**Your tasks**
1. Reproduce everything in the methanogen article from "DIET offers an" down to "derived from DIET.".
2. Extend the article on Methanosaeta and direct interspecies electron transfer, starting right after its last sentence.
Segment Start: Source document
NEW FINDINGS

 

A New DIET for the World’s Most Prodigious Methanogen

 

New results published in Energy and Environmental Science reveal the surprising finding that Methanosaeta, the microorganism considered to be responsible for most of the methane production on Earth, can convert carbon dioxide to methane.  Many methanogens can reduce carbon dioxide to methane by oxidizing H2, but Methanosatea were found to reduce carbon dioxide with electrons they receive through biological electrical connections with Geobacter species.  This direct interspecies electron transfer (DIET) was documented in defined co-cultures of Geobacter metallireducens and Methanosaeta harundinacea.  Furthermore, metagenomic and metatrancriptomic analysis suggested that DIET between Geobacter and Methanosaeta species was the predominant mechanism for the conversion of carbon dioxide to methane in an anaerobic digester converting simulated brewery waste to methane.

DIET offers an alternative to the nearly 50 year-old concept that methanogenic microbial communities share electrons via interspecies H2 transfer. Conversion of wastes to methane is a proven and growing bioenergy strategy.  Promoting DIET may accelerate and stabilize this process.  Microbial activity in wetlands and rice paddies is an important source of atmospheric methane, which has strong greenhouse properties. Methanosaeta species are ubiquitous in such environments suggesting that a substantial portion of global methane production could be derived from DIET.

Basic Science with an Applied Product

Geobacterspecies are of interest because of their novel electron transfer capabilities, the ability to transfer electrons outside the cell and transport these electrons over long distances via conductive filaments known as microbial nanowires.  Geobacters have a major impact on the natural environment and have practical application in the fields of bioenergy, bioremediation, and bioelectronics.
Segment End: Source document
Segment Start: Dataset
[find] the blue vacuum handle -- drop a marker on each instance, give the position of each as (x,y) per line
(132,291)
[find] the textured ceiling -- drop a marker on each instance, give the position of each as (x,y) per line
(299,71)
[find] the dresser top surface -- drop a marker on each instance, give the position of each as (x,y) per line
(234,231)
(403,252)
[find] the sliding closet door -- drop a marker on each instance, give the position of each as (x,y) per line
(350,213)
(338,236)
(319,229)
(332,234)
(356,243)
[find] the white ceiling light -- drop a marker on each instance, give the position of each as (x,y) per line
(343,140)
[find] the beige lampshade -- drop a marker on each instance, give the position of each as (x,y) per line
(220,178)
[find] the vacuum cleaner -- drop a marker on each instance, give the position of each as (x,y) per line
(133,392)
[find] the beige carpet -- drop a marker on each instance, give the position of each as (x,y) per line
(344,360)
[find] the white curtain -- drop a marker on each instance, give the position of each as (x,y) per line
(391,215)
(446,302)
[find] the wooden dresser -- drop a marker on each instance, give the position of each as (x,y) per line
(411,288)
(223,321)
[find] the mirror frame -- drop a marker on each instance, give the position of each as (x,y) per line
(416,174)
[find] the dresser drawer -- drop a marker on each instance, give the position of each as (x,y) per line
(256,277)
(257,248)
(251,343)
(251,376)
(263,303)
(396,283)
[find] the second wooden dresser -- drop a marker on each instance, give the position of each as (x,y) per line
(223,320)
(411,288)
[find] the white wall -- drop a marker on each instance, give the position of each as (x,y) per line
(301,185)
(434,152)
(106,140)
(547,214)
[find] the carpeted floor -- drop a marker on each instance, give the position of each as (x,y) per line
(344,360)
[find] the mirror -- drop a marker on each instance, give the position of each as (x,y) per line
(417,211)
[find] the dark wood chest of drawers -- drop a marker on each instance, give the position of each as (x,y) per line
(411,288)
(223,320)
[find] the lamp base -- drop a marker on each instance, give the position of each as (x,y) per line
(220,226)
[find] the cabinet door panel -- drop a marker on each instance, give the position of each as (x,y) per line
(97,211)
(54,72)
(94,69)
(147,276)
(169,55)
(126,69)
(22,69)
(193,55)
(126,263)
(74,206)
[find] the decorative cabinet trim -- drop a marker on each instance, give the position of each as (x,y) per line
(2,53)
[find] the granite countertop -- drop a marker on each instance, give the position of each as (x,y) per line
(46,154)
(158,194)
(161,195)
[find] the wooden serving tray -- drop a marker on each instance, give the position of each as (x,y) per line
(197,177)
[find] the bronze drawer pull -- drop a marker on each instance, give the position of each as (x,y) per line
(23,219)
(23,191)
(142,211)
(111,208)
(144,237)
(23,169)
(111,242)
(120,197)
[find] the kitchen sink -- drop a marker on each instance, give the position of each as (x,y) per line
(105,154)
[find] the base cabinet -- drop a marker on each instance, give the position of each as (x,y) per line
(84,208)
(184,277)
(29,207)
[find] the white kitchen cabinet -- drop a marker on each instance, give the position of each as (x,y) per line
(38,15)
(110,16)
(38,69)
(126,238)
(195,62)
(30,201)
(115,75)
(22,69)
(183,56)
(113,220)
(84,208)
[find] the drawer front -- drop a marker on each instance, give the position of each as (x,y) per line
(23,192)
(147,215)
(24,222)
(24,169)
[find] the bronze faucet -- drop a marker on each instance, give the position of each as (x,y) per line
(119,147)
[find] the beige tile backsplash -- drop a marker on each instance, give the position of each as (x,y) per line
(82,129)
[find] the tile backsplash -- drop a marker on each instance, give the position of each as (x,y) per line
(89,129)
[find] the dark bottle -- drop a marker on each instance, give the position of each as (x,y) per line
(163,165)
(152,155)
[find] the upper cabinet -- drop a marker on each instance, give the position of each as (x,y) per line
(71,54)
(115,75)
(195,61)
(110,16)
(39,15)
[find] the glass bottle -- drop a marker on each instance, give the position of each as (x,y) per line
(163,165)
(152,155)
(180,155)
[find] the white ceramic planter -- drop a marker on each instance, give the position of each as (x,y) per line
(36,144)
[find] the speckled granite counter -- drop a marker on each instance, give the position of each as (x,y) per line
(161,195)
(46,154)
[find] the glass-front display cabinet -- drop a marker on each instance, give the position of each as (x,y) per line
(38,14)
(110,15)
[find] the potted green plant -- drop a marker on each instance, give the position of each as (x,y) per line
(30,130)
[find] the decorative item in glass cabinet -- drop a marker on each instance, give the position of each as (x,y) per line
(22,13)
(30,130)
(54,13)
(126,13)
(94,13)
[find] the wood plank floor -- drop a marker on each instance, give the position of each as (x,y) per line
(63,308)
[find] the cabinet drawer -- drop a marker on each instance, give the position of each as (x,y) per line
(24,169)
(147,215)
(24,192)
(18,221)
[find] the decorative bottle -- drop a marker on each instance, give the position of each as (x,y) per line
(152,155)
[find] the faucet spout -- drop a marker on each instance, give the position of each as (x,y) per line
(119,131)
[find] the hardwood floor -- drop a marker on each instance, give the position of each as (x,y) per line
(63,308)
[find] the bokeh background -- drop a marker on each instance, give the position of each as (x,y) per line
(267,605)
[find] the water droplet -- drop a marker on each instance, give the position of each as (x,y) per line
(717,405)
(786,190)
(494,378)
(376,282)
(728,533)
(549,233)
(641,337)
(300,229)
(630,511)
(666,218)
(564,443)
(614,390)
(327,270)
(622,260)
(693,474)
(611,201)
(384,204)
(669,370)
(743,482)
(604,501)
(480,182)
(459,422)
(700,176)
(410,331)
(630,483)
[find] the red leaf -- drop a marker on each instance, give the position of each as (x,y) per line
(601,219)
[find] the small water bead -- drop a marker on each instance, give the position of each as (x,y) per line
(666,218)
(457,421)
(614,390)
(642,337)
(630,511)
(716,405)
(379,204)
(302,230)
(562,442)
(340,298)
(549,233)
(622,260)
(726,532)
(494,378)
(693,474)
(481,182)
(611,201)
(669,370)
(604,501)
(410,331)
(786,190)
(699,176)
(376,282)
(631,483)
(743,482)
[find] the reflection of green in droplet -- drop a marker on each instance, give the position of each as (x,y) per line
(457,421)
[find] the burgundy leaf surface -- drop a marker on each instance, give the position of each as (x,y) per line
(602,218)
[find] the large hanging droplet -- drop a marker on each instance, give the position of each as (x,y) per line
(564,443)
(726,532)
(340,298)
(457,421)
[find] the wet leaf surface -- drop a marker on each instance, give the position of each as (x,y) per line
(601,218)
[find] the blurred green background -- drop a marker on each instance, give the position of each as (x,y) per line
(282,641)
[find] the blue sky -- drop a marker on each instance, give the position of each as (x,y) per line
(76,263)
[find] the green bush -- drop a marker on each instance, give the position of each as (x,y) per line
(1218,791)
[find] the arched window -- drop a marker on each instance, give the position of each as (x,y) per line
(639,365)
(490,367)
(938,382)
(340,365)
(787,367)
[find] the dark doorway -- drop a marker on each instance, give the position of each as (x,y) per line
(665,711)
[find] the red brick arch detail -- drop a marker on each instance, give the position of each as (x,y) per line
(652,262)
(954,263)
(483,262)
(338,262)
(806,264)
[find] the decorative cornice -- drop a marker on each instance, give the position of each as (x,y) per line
Segment End: Dataset
**Responses to the exercise**
1.
DIET offers an alternative to the nearly 50 year-old concept that methanogenic microbial communities share electrons via interspecies H2 transfer. Conversion of wastes to methane is a proven and growing bioenergy strategy.  Promoting DIET may accelerate and stabilize this process.  Microbial activity in wetlands and rice paddies is an important source of atmospheric methane, which has strong greenhouse properties. Methanosaeta species are ubiquitous in such environments suggesting that a substantial portion of global methane production could be derived from DIET.

2.
Geobacter-Fe © 2005 eye of science

The first Geobacter species (initially designated strain GS-15) was isolated from sediments in the Potomac River, just down stream from Washington D.C. in 1987. This organism, which is known as Geobacter metallireducens, was the first organism found to oxidize organic compounds to carbon dioxide with iron oxide as the electron acceptor. In other words, Geobacter metallireducens gains its energy by using iron oxide (an abundant rust-like mineral in soils and sediments) in the same way that humans use oxygen. As outlined in the publication links, Geobacter metallireducens and other Geobacter species that have subsequently been isolated from a wide diversity of environments provide a model for important iron transformations on modern earth and may explain geological phenomena, such as the massive accumulation of magnetite in ancient iron formations.

Bioremediation Geobacter species are also of interest because of their role in environmental restoration. For example, Geobacter species can destroy petroleum contaminants in polluted groundwater by oxidizing these compounds to harmless carbon dioxide and can remove radioactive metal contaminants from groundwater.  As understanding of the functioning of Geobacter species has improved it has been possible to use this information to modify environmental conditions in order to accelerate the rate of bioremediation.

Bioenergy  Geobacter species play an important role in some anaerobic wastewater digesters degrading organic contaminants with electron transfer to microorganisms that produce methane, an important biofuel.  Recent results suggest that this electron transfer proceeds through Geobacter’s conductive microbial nanowires.  The ability of Geobacter species to oxidize organic compounds with electron transfer to electrodes shows promise as a strategy for producing bioelectricity, especially in remote environments.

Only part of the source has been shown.